- [WHAT YOU HAVE TO DO]:
Summarize the post about the eha package and the frailty function in two sentences.
>> BEGIN TEXT BLOCK
My CRAN package eha depends on the survival package, and that creates 
problems with innocent users: It is about the 'frailty' function 
(mainly). While (after 'library(eha)')


f1 <- coxph(Surv(time, status) ~ age + frailty(inst), data = lung)

produces what you would expect (a frailty survival analysis), the use 
of the coxreg function from eha


f2 <- coxreg(Surv(time, status) ~ age + frailty(inst), data = lung)

produces (almost) nonsense. That's because the survival::frailty 
function essentially returns its input and coxreg is happy with that, 
treats it as an ordinary numeric (or factor) covariate, and nonsense 
is produced, but some users think otherwise. (Maybe it would be better 
to introduce frailty in a separate argument?)
>> END TEXT BLOCK
>> BEGIN DATASET EXTRACT
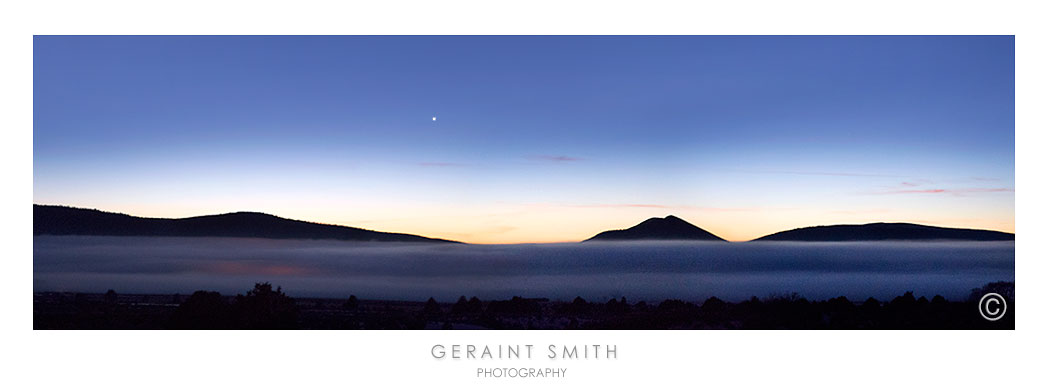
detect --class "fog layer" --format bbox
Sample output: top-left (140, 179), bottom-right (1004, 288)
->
top-left (34, 235), bottom-right (1014, 301)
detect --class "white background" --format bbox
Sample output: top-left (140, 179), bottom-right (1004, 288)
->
top-left (0, 1), bottom-right (1051, 391)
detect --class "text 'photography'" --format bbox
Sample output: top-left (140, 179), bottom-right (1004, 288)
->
top-left (34, 36), bottom-right (1016, 329)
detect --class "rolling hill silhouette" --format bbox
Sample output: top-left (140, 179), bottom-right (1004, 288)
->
top-left (584, 215), bottom-right (726, 241)
top-left (753, 223), bottom-right (1014, 242)
top-left (33, 204), bottom-right (455, 243)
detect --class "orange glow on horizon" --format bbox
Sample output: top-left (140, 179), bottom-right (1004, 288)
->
top-left (36, 201), bottom-right (1014, 244)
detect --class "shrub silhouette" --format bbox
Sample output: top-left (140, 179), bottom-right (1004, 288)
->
top-left (171, 290), bottom-right (233, 329)
top-left (234, 282), bottom-right (298, 329)
top-left (424, 296), bottom-right (441, 316)
top-left (343, 295), bottom-right (357, 310)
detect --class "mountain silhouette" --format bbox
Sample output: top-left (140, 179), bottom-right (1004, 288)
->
top-left (33, 204), bottom-right (454, 243)
top-left (753, 223), bottom-right (1014, 242)
top-left (584, 215), bottom-right (726, 241)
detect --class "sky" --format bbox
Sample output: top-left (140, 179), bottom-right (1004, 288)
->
top-left (34, 36), bottom-right (1014, 244)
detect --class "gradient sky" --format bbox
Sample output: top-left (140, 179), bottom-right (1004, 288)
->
top-left (34, 37), bottom-right (1014, 243)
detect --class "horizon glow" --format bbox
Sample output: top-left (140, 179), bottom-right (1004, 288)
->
top-left (34, 36), bottom-right (1014, 244)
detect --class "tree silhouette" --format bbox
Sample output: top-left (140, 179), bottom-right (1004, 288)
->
top-left (234, 282), bottom-right (298, 329)
top-left (171, 290), bottom-right (233, 329)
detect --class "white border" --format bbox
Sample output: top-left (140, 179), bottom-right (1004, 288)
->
top-left (0, 1), bottom-right (1051, 391)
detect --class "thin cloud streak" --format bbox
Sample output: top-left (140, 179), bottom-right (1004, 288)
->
top-left (528, 156), bottom-right (583, 162)
top-left (417, 162), bottom-right (467, 167)
top-left (868, 188), bottom-right (1014, 195)
top-left (737, 170), bottom-right (904, 178)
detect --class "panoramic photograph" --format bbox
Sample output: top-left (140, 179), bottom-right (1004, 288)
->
top-left (26, 36), bottom-right (1013, 333)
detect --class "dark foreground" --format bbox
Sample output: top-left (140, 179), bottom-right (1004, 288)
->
top-left (33, 282), bottom-right (1014, 329)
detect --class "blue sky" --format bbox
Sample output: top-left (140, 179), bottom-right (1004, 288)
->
top-left (34, 37), bottom-right (1014, 243)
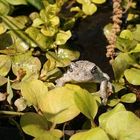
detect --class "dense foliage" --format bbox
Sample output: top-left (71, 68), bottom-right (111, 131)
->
top-left (0, 0), bottom-right (140, 140)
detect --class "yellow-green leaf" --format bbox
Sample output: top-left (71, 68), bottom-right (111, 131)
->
top-left (40, 87), bottom-right (80, 124)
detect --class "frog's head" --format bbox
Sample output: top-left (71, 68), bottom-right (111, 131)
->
top-left (67, 60), bottom-right (107, 83)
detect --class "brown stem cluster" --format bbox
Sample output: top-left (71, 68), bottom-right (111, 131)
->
top-left (106, 0), bottom-right (123, 59)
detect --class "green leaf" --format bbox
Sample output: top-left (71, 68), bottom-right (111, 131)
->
top-left (133, 24), bottom-right (140, 41)
top-left (82, 3), bottom-right (97, 15)
top-left (70, 127), bottom-right (109, 140)
top-left (58, 46), bottom-right (80, 61)
top-left (55, 30), bottom-right (71, 45)
top-left (124, 68), bottom-right (140, 85)
top-left (25, 27), bottom-right (55, 50)
top-left (14, 97), bottom-right (28, 111)
top-left (20, 112), bottom-right (63, 140)
top-left (99, 103), bottom-right (126, 130)
top-left (0, 76), bottom-right (7, 86)
top-left (26, 0), bottom-right (44, 10)
top-left (120, 30), bottom-right (133, 40)
top-left (7, 77), bottom-right (13, 105)
top-left (12, 51), bottom-right (41, 81)
top-left (116, 37), bottom-right (137, 52)
top-left (66, 84), bottom-right (98, 120)
top-left (91, 0), bottom-right (106, 4)
top-left (112, 53), bottom-right (135, 80)
top-left (103, 23), bottom-right (113, 38)
top-left (76, 0), bottom-right (91, 4)
top-left (0, 0), bottom-right (12, 15)
top-left (107, 99), bottom-right (120, 107)
top-left (121, 93), bottom-right (136, 103)
top-left (103, 111), bottom-right (140, 140)
top-left (20, 113), bottom-right (49, 137)
top-left (39, 87), bottom-right (80, 124)
top-left (0, 55), bottom-right (11, 76)
top-left (21, 80), bottom-right (48, 107)
top-left (46, 51), bottom-right (71, 67)
top-left (6, 0), bottom-right (27, 5)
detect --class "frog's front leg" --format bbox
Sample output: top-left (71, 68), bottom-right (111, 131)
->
top-left (100, 80), bottom-right (112, 105)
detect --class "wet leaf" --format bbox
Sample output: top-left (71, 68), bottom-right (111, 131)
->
top-left (58, 47), bottom-right (80, 61)
top-left (103, 23), bottom-right (113, 38)
top-left (99, 103), bottom-right (126, 130)
top-left (0, 92), bottom-right (7, 102)
top-left (66, 84), bottom-right (98, 120)
top-left (82, 3), bottom-right (97, 15)
top-left (0, 22), bottom-right (7, 35)
top-left (0, 76), bottom-right (7, 86)
top-left (0, 55), bottom-right (11, 76)
top-left (6, 0), bottom-right (27, 5)
top-left (12, 52), bottom-right (41, 85)
top-left (20, 113), bottom-right (49, 137)
top-left (40, 87), bottom-right (80, 124)
top-left (91, 0), bottom-right (106, 4)
top-left (120, 30), bottom-right (133, 40)
top-left (121, 93), bottom-right (136, 103)
top-left (26, 0), bottom-right (44, 10)
top-left (46, 51), bottom-right (71, 67)
top-left (112, 53), bottom-right (135, 80)
top-left (0, 0), bottom-right (11, 15)
top-left (107, 99), bottom-right (120, 107)
top-left (133, 24), bottom-right (140, 41)
top-left (70, 127), bottom-right (109, 140)
top-left (76, 0), bottom-right (90, 4)
top-left (7, 78), bottom-right (14, 105)
top-left (55, 30), bottom-right (71, 45)
top-left (25, 27), bottom-right (55, 50)
top-left (21, 80), bottom-right (48, 107)
top-left (14, 97), bottom-right (27, 111)
top-left (124, 68), bottom-right (140, 85)
top-left (100, 111), bottom-right (140, 140)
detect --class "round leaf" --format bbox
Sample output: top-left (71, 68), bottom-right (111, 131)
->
top-left (99, 103), bottom-right (126, 128)
top-left (107, 99), bottom-right (120, 107)
top-left (0, 55), bottom-right (11, 76)
top-left (66, 84), bottom-right (98, 120)
top-left (39, 87), bottom-right (80, 124)
top-left (55, 30), bottom-right (71, 45)
top-left (124, 68), bottom-right (140, 85)
top-left (91, 0), bottom-right (106, 4)
top-left (21, 80), bottom-right (48, 107)
top-left (20, 113), bottom-right (48, 137)
top-left (121, 93), bottom-right (136, 103)
top-left (70, 127), bottom-right (109, 140)
top-left (104, 111), bottom-right (140, 140)
top-left (6, 0), bottom-right (27, 5)
top-left (112, 53), bottom-right (135, 80)
top-left (82, 3), bottom-right (97, 15)
top-left (120, 30), bottom-right (133, 40)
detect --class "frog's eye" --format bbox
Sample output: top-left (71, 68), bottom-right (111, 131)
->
top-left (91, 66), bottom-right (97, 73)
top-left (69, 67), bottom-right (73, 72)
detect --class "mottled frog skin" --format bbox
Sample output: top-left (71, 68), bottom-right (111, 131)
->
top-left (55, 60), bottom-right (112, 104)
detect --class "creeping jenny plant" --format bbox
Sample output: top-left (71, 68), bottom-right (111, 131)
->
top-left (0, 0), bottom-right (140, 140)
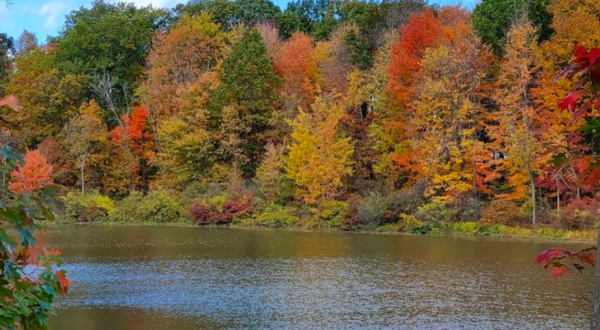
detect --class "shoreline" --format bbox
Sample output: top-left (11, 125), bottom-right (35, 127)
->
top-left (40, 221), bottom-right (596, 245)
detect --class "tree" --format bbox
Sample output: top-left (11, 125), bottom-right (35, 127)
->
top-left (51, 0), bottom-right (167, 118)
top-left (212, 29), bottom-right (280, 177)
top-left (275, 32), bottom-right (317, 108)
top-left (0, 33), bottom-right (15, 96)
top-left (490, 19), bottom-right (539, 224)
top-left (0, 146), bottom-right (70, 329)
top-left (473, 0), bottom-right (553, 55)
top-left (7, 49), bottom-right (85, 147)
top-left (8, 150), bottom-right (52, 195)
top-left (16, 30), bottom-right (39, 55)
top-left (388, 10), bottom-right (442, 104)
top-left (286, 96), bottom-right (354, 203)
top-left (139, 13), bottom-right (226, 124)
top-left (536, 44), bottom-right (600, 330)
top-left (110, 106), bottom-right (155, 192)
top-left (62, 100), bottom-right (107, 194)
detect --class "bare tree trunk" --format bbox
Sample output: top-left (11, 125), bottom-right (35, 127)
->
top-left (531, 176), bottom-right (536, 225)
top-left (590, 226), bottom-right (600, 330)
top-left (556, 179), bottom-right (560, 220)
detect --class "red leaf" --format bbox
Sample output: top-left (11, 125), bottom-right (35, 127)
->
top-left (558, 91), bottom-right (583, 110)
top-left (550, 266), bottom-right (567, 279)
top-left (54, 270), bottom-right (71, 294)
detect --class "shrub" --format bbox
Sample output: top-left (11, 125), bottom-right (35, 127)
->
top-left (415, 200), bottom-right (452, 223)
top-left (538, 227), bottom-right (565, 238)
top-left (479, 199), bottom-right (524, 225)
top-left (398, 214), bottom-right (429, 234)
top-left (450, 221), bottom-right (479, 234)
top-left (253, 203), bottom-right (298, 228)
top-left (318, 201), bottom-right (348, 227)
top-left (448, 194), bottom-right (482, 222)
top-left (387, 183), bottom-right (425, 217)
top-left (63, 192), bottom-right (115, 222)
top-left (190, 192), bottom-right (253, 225)
top-left (345, 192), bottom-right (392, 225)
top-left (561, 198), bottom-right (599, 229)
top-left (109, 190), bottom-right (187, 223)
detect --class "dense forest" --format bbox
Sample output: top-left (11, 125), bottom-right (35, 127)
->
top-left (0, 0), bottom-right (600, 235)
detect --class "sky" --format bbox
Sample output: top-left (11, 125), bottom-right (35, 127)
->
top-left (0, 0), bottom-right (477, 41)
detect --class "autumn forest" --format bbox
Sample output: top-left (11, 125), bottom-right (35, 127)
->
top-left (0, 0), bottom-right (600, 236)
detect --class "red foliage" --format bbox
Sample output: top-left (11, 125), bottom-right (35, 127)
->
top-left (388, 10), bottom-right (442, 102)
top-left (535, 247), bottom-right (596, 279)
top-left (558, 91), bottom-right (583, 110)
top-left (110, 106), bottom-right (154, 159)
top-left (562, 197), bottom-right (599, 229)
top-left (8, 150), bottom-right (52, 195)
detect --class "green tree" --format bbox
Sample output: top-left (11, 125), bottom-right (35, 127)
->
top-left (7, 49), bottom-right (85, 147)
top-left (473, 0), bottom-right (553, 55)
top-left (62, 101), bottom-right (108, 194)
top-left (213, 29), bottom-right (280, 177)
top-left (0, 33), bottom-right (15, 96)
top-left (52, 0), bottom-right (167, 122)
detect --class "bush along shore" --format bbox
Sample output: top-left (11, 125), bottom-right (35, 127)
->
top-left (59, 185), bottom-right (598, 242)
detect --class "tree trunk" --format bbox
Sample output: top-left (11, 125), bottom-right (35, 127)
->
top-left (590, 222), bottom-right (600, 330)
top-left (80, 164), bottom-right (85, 195)
top-left (556, 180), bottom-right (560, 220)
top-left (531, 177), bottom-right (536, 225)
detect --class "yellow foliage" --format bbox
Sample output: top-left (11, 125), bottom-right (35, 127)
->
top-left (286, 91), bottom-right (353, 203)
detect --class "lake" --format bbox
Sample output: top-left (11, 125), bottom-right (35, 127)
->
top-left (38, 226), bottom-right (592, 330)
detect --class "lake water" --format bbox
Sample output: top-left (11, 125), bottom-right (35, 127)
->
top-left (39, 226), bottom-right (592, 330)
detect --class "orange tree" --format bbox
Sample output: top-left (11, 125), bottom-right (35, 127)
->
top-left (535, 44), bottom-right (600, 330)
top-left (0, 147), bottom-right (69, 329)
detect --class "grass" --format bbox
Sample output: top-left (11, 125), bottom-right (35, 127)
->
top-left (44, 221), bottom-right (596, 244)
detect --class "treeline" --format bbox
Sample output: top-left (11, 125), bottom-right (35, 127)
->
top-left (0, 0), bottom-right (600, 232)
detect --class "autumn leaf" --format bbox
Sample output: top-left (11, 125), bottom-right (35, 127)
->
top-left (558, 91), bottom-right (583, 110)
top-left (8, 150), bottom-right (52, 195)
top-left (550, 266), bottom-right (568, 279)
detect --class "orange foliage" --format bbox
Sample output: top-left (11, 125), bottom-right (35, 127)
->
top-left (275, 32), bottom-right (316, 104)
top-left (388, 10), bottom-right (442, 103)
top-left (8, 150), bottom-right (52, 195)
top-left (110, 106), bottom-right (154, 159)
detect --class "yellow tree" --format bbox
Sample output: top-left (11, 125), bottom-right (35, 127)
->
top-left (489, 19), bottom-right (539, 224)
top-left (62, 100), bottom-right (108, 194)
top-left (405, 8), bottom-right (487, 200)
top-left (286, 96), bottom-right (354, 203)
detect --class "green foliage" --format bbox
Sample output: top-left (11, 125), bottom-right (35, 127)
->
top-left (212, 29), bottom-right (280, 177)
top-left (0, 33), bottom-right (15, 97)
top-left (473, 0), bottom-right (553, 55)
top-left (0, 147), bottom-right (69, 330)
top-left (350, 191), bottom-right (391, 224)
top-left (537, 227), bottom-right (565, 238)
top-left (415, 200), bottom-right (452, 223)
top-left (317, 200), bottom-right (348, 227)
top-left (450, 222), bottom-right (479, 234)
top-left (175, 0), bottom-right (280, 30)
top-left (251, 203), bottom-right (299, 228)
top-left (108, 190), bottom-right (189, 223)
top-left (52, 0), bottom-right (167, 113)
top-left (62, 191), bottom-right (115, 222)
top-left (479, 199), bottom-right (524, 225)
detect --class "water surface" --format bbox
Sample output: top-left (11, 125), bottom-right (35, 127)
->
top-left (39, 226), bottom-right (592, 330)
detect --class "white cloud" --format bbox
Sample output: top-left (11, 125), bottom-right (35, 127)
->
top-left (111, 0), bottom-right (178, 8)
top-left (38, 1), bottom-right (68, 29)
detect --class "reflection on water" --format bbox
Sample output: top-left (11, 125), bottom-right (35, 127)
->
top-left (40, 226), bottom-right (592, 330)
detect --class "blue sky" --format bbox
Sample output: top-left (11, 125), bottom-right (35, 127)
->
top-left (0, 0), bottom-right (477, 41)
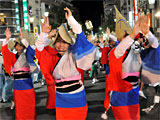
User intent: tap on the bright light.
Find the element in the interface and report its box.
[44,12,49,17]
[29,17,34,23]
[85,20,93,30]
[148,0,155,5]
[155,11,160,17]
[99,27,102,30]
[41,19,44,23]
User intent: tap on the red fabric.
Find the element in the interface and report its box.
[35,46,59,109]
[105,75,109,93]
[77,68,84,84]
[112,104,140,120]
[14,88,36,120]
[46,85,56,109]
[104,48,132,110]
[101,47,111,64]
[56,105,88,120]
[1,45,16,75]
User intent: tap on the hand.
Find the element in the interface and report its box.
[140,15,149,35]
[19,29,24,40]
[106,27,111,35]
[48,29,56,39]
[130,17,141,39]
[64,7,72,20]
[5,27,11,40]
[41,16,51,33]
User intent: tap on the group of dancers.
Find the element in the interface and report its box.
[1,8,160,120]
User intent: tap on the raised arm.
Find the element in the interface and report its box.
[1,28,16,75]
[114,17,141,58]
[141,16,159,48]
[35,17,51,51]
[106,27,117,42]
[64,7,82,34]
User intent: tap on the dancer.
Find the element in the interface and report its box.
[36,8,95,120]
[1,28,36,120]
[102,6,158,120]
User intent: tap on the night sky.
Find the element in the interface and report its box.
[72,0,103,32]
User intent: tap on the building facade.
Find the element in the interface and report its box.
[0,0,20,39]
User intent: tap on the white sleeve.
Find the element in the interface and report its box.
[2,39,9,46]
[146,31,159,48]
[21,39,29,48]
[109,34,117,42]
[68,16,82,34]
[114,36,134,58]
[35,32,49,51]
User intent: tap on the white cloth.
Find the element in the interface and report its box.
[114,36,134,58]
[146,31,159,48]
[68,16,82,34]
[21,39,29,48]
[2,39,9,46]
[35,32,49,51]
[53,52,80,80]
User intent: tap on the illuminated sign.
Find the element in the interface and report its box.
[134,0,139,21]
[14,0,20,32]
[23,0,29,31]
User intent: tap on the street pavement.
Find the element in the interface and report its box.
[0,71,160,120]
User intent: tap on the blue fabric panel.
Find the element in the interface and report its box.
[69,32,96,60]
[25,45,35,64]
[111,87,139,106]
[14,78,33,90]
[56,90,87,108]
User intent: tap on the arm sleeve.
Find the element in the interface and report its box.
[114,36,134,58]
[1,42,16,75]
[146,31,159,48]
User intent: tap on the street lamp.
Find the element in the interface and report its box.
[29,17,34,23]
[85,20,93,31]
[29,17,34,33]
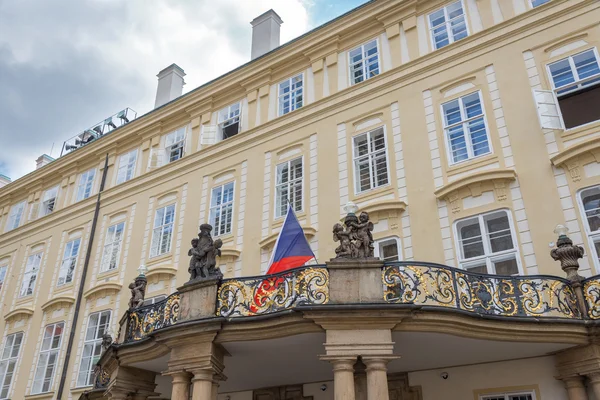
>> END DATASET EXTRACT
- [SOLVED PROBLEM]:
The author's CRAN package eha depends on the survival package, which causes problems for users with the frailty function: in coxph, frailty(inst) gives the expected frailty survival analysis, but in eha's coxreg it gives almost nonsense. This happens because survival::frailty essentially returns its input, which coxreg treats as an ordinary numeric or factor covariate, and the author wonders whether frailty would be better introduced in a separate argument.